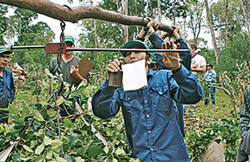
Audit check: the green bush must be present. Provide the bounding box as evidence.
[186,118,241,161]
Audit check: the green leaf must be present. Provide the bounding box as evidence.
[74,157,85,162]
[50,139,62,148]
[22,144,33,153]
[34,155,45,162]
[55,156,67,162]
[47,110,56,118]
[115,148,125,155]
[34,129,44,136]
[32,108,45,121]
[35,143,45,155]
[46,150,53,159]
[56,96,65,106]
[44,136,52,146]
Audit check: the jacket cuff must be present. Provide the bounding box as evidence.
[173,65,189,83]
[174,37,184,44]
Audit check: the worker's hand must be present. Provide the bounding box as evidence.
[160,26,180,40]
[70,65,86,82]
[162,41,181,70]
[70,65,78,74]
[146,17,157,29]
[145,17,157,36]
[106,59,122,73]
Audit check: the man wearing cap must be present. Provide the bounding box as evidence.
[0,48,15,124]
[49,35,83,117]
[136,19,192,136]
[92,40,203,161]
[49,35,84,85]
[203,64,216,105]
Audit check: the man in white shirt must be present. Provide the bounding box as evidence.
[190,43,206,80]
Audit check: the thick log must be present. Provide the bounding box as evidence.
[0,0,173,33]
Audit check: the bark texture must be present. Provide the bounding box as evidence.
[0,0,174,33]
[204,0,219,65]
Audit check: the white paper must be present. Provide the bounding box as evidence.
[122,59,147,92]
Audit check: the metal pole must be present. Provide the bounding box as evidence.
[11,46,190,52]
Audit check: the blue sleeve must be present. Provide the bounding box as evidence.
[148,32,164,49]
[174,38,192,71]
[10,73,16,103]
[169,65,203,104]
[213,70,217,79]
[92,80,121,119]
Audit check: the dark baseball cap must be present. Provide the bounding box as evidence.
[0,48,12,55]
[207,64,213,67]
[121,40,149,56]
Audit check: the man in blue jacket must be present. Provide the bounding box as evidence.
[92,40,202,161]
[136,19,191,136]
[0,48,15,124]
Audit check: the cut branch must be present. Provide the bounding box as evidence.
[0,0,174,33]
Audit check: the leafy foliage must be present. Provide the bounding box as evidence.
[186,118,240,161]
[0,67,138,161]
[209,0,246,46]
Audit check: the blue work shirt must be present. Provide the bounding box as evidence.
[0,68,15,123]
[92,66,202,161]
[137,32,192,136]
[204,69,216,82]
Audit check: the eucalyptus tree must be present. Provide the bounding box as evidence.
[209,0,246,46]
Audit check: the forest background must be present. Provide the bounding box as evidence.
[0,0,249,161]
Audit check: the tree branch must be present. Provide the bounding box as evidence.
[0,0,173,33]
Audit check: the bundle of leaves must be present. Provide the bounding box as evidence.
[185,118,240,161]
[0,67,138,161]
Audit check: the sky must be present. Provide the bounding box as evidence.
[35,0,87,46]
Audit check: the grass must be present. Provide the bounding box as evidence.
[184,88,241,161]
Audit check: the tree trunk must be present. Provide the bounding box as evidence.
[91,19,98,47]
[0,0,174,33]
[123,0,128,43]
[204,0,219,65]
[158,0,161,35]
[117,0,128,44]
[173,0,176,26]
[241,0,250,35]
[225,0,228,46]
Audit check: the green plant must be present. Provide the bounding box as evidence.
[186,118,241,161]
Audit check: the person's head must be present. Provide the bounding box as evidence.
[207,64,213,70]
[0,48,12,70]
[64,35,75,55]
[189,43,197,53]
[149,52,165,70]
[121,40,152,65]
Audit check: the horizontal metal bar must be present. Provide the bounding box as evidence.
[11,45,190,52]
[68,48,190,52]
[11,45,45,49]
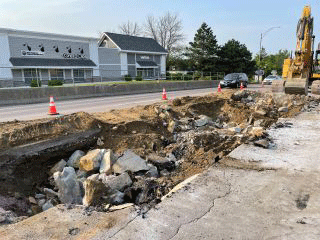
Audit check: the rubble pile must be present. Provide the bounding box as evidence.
[1,90,320,224]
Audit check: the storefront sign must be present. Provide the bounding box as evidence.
[21,50,44,56]
[62,53,86,59]
[140,56,150,60]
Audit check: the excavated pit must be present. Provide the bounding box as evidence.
[0,90,318,224]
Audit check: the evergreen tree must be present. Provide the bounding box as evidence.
[217,39,256,75]
[187,22,219,72]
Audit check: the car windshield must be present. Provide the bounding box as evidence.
[224,73,240,80]
[266,75,277,79]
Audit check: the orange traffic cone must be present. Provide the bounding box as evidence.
[162,88,167,100]
[217,83,222,93]
[48,96,59,115]
[240,82,244,90]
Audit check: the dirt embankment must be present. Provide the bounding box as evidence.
[0,89,318,224]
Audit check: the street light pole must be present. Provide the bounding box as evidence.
[258,26,280,82]
[259,26,280,66]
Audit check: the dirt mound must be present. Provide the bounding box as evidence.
[0,112,100,152]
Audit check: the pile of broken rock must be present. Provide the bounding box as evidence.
[28,148,177,214]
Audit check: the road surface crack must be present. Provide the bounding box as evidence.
[167,182,232,240]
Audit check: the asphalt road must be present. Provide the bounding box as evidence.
[0,84,266,122]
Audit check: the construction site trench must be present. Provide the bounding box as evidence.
[0,89,319,225]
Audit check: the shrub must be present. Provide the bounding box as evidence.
[135,75,143,81]
[48,79,63,86]
[193,72,202,80]
[183,74,193,81]
[124,74,132,81]
[30,79,41,87]
[202,76,212,81]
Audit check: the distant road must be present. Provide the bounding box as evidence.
[0,84,266,122]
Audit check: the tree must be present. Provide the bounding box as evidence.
[166,45,192,71]
[119,21,141,36]
[144,12,184,53]
[186,22,219,72]
[254,49,290,76]
[217,39,256,75]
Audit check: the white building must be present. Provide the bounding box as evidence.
[0,28,167,87]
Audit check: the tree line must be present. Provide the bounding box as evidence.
[119,14,289,77]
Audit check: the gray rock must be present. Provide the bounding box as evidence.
[99,149,116,174]
[50,159,67,175]
[67,150,85,168]
[43,188,59,198]
[103,191,125,205]
[76,170,87,179]
[42,200,54,211]
[195,118,208,127]
[254,139,270,149]
[167,153,177,162]
[112,150,149,174]
[53,167,82,204]
[278,106,289,112]
[35,193,46,199]
[145,164,159,178]
[37,199,46,207]
[79,149,105,172]
[160,169,170,177]
[100,172,132,192]
[231,90,249,101]
[147,153,175,171]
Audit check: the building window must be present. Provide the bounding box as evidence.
[24,69,40,83]
[137,68,155,78]
[73,69,85,82]
[49,69,64,80]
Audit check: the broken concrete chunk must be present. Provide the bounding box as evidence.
[99,149,116,174]
[145,164,159,178]
[231,90,249,101]
[34,193,45,199]
[43,188,59,198]
[254,139,270,149]
[103,190,125,205]
[100,172,132,192]
[249,127,265,138]
[79,149,105,172]
[147,153,175,171]
[67,150,85,168]
[28,197,37,205]
[83,174,110,206]
[53,167,82,205]
[42,200,54,211]
[108,203,134,212]
[112,150,149,174]
[37,199,46,207]
[167,120,178,133]
[254,110,267,117]
[50,159,67,175]
[278,107,289,112]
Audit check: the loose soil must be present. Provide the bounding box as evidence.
[0,89,318,222]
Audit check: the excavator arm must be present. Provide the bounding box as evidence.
[273,6,314,95]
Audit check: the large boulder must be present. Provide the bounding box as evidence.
[53,167,82,204]
[82,174,109,206]
[100,172,132,192]
[50,160,66,175]
[112,150,149,174]
[99,149,116,174]
[79,149,105,172]
[67,150,85,168]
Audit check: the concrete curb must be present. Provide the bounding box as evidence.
[0,80,219,106]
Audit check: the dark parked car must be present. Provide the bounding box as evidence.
[219,73,248,88]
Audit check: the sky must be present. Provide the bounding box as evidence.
[0,0,319,56]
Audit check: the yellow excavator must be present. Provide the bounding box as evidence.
[272,6,320,95]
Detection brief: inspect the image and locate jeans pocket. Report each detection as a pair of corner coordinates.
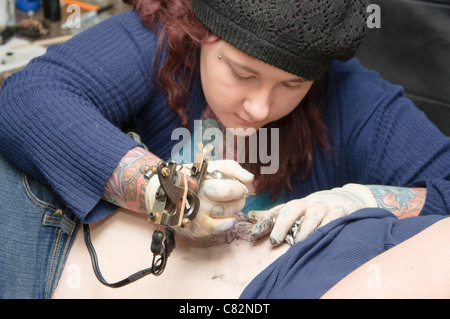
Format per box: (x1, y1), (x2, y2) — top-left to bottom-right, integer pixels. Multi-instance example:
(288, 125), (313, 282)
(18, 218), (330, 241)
(21, 173), (79, 298)
(0, 157), (79, 298)
(21, 173), (77, 235)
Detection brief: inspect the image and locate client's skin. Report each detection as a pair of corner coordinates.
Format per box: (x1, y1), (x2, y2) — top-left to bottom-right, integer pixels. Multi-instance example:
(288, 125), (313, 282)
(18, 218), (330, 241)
(53, 208), (450, 299)
(322, 216), (450, 299)
(52, 209), (289, 298)
(53, 186), (431, 299)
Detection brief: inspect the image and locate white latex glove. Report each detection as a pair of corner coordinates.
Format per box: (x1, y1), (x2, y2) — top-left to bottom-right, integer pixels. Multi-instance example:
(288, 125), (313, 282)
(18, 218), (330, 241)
(248, 184), (378, 246)
(146, 160), (254, 243)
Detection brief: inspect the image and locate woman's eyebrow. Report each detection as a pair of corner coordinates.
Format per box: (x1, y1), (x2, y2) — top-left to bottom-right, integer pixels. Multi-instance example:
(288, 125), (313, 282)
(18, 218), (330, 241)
(223, 56), (259, 75)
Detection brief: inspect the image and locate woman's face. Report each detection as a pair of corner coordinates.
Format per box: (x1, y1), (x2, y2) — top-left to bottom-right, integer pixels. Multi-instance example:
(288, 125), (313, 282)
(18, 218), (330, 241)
(200, 37), (313, 132)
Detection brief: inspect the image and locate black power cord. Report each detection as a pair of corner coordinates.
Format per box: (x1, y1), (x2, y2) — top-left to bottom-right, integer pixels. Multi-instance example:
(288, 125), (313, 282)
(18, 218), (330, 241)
(83, 223), (175, 288)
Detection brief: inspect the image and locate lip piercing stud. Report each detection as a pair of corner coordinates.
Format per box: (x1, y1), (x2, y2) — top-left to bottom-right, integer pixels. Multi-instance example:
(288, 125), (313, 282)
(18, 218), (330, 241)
(218, 55), (222, 59)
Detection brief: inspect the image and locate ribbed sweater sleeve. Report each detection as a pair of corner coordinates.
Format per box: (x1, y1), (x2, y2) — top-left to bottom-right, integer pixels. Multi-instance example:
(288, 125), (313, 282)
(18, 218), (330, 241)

::::

* **What you have to do**
Among the records above, how many lines contain the word "woman"? Answer with the number by itself.

* **Finished exercise**
2